_Exercise_
Identify each line of the data below that contains the string "dirt", and copy every such line in full.

_Material for the task_
▶

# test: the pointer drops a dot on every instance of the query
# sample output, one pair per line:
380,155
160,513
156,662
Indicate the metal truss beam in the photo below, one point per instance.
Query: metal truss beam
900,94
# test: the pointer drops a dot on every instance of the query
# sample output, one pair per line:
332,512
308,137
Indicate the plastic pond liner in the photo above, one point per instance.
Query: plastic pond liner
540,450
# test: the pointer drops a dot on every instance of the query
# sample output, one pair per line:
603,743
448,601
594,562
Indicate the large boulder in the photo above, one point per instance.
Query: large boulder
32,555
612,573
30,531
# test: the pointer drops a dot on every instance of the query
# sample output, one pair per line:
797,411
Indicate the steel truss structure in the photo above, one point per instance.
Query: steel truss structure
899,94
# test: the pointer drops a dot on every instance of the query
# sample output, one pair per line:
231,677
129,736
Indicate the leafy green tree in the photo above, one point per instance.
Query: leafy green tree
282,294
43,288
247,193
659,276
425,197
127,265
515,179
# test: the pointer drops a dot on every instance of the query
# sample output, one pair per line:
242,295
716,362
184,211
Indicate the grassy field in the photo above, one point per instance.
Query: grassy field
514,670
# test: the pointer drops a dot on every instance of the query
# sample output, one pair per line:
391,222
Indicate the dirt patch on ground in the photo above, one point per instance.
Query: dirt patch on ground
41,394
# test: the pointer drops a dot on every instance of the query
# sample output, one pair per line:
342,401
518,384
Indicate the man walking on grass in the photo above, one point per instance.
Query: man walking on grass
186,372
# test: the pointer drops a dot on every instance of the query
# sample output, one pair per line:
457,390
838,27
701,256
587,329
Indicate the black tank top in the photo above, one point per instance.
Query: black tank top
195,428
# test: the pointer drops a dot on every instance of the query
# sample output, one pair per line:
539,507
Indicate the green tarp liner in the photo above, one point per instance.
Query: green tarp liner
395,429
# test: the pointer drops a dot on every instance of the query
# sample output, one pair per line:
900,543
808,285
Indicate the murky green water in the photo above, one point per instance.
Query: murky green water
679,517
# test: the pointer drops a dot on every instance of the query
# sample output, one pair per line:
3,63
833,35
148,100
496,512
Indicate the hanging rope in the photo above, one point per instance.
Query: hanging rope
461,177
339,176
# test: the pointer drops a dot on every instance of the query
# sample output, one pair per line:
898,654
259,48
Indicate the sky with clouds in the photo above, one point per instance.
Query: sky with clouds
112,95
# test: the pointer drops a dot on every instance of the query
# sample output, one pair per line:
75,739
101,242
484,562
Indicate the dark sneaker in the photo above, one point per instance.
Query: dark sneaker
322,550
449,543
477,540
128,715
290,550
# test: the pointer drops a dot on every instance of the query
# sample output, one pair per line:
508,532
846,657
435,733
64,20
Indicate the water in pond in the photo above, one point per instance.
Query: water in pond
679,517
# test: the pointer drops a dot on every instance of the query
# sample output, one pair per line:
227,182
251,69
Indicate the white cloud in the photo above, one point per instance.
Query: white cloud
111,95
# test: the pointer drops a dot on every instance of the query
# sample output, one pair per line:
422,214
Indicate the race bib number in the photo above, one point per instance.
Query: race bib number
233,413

◀

_Written solution_
Indicate the dirt patch on ground in the photo above, one point per instance.
Query: dirt patch on ground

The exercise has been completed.